Antes
do nascimento
* Por Pedro J. Bondaczuk
O nosso nascimento é a culminância de um processo
que começou num tempo remotíssimo, que ninguém tem ciência de “quando” e “como”
se originou, por não haver o mínimo registro dessa origem. Todavia, a lógica indica
que somos descendentes diretos do casal original (foi Adão e Eva? Foi outro?
Qual?) que um dia surgiu sobre a Terra. Se ele não existisse, não estaríamos
aqui, encarando essa aventura fascinante e misteriosa, e, ao mesmo tempo, tão
dramática e cheia de riscos, da qual desconhecemos o epílogo (embora possamos
intuir).
== == ==
- O que fazer:
(1) Cite o trecho do texto sobre o nascimento, começando em "se originou, por" e terminando em "Eva? Foi outro?", sem mudar nada.
(2) Dê continuidade ao texto sobre o que vem antes do nascimento, a partir da última frase mostrada.
Os dados a seguir são um material à parte, sem relação com o texto.
== == ==
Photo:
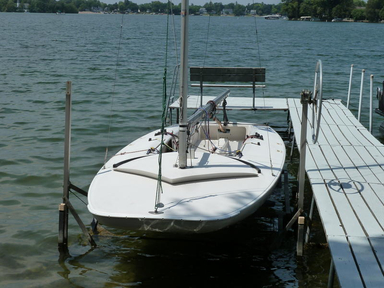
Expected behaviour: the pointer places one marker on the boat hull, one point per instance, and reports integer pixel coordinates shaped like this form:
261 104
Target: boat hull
216 190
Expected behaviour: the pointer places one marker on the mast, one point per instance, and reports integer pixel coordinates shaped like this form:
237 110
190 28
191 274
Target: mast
183 121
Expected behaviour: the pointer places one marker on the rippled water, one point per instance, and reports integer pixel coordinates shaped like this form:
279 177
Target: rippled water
40 52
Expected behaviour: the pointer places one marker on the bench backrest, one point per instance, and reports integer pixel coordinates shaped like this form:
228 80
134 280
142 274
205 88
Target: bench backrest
227 74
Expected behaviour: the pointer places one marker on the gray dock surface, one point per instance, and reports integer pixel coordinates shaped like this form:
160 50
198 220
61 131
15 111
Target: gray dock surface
346 171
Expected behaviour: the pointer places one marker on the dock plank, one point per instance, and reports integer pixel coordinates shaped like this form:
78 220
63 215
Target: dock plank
346 269
377 244
368 265
349 192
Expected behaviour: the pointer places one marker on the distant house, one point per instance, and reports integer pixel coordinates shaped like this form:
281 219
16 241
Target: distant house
305 18
203 11
227 11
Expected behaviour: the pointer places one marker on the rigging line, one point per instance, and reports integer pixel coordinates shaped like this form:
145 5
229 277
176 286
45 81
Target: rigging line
269 149
159 188
176 69
113 90
257 37
257 42
206 42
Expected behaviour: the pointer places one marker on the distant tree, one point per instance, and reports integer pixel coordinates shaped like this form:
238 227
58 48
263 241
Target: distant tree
291 8
373 10
70 8
194 9
359 3
358 14
10 6
239 10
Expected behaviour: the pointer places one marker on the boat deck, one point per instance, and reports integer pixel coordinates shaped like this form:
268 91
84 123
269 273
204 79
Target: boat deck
346 171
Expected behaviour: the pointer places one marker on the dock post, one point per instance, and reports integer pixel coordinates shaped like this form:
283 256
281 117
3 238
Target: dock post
310 216
300 236
305 100
350 86
331 277
63 209
286 193
361 94
371 104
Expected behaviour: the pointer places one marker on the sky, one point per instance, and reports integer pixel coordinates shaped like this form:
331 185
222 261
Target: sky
201 2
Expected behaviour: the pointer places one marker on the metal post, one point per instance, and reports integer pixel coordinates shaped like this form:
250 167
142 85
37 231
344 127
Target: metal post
== == ==
- Resultados por tarefa:
(1)
se originou, por não haver o mínimo registro dessa origem. Todavia, a lógica indica
que somos descendentes diretos do casal original (foi Adão e Eva? Foi outro?

(2)
Arthur Schopenhauer (citado por Jorge Luiz Borges no
livro “História da Eternidade”), levanta, a respeito, instigante questão, que
pode não ser prática (e não é), mas que não deixa de ser interessante para
reflexão. Convido-o, pois, paciente leitor, a refletir comigo. O filósofo
alemão constata, para em seguida indagar: “Uma infinita duração precedeu ao meu
nascimento: o que fui eu enquanto isso?”.
Nada?! Não pode ser! Afinal, pela lei de
transformação da matéria, “na natureza nada se cria, nada se perde, tudo se
transforma”. Ademais, só vida pode gerar outra vida. Portanto, existo não a
partir da minha concepção (e muito menos do meu nascimento), mas desde o
instante em que o primeiro casal humano passou a existir. Ou estou errado?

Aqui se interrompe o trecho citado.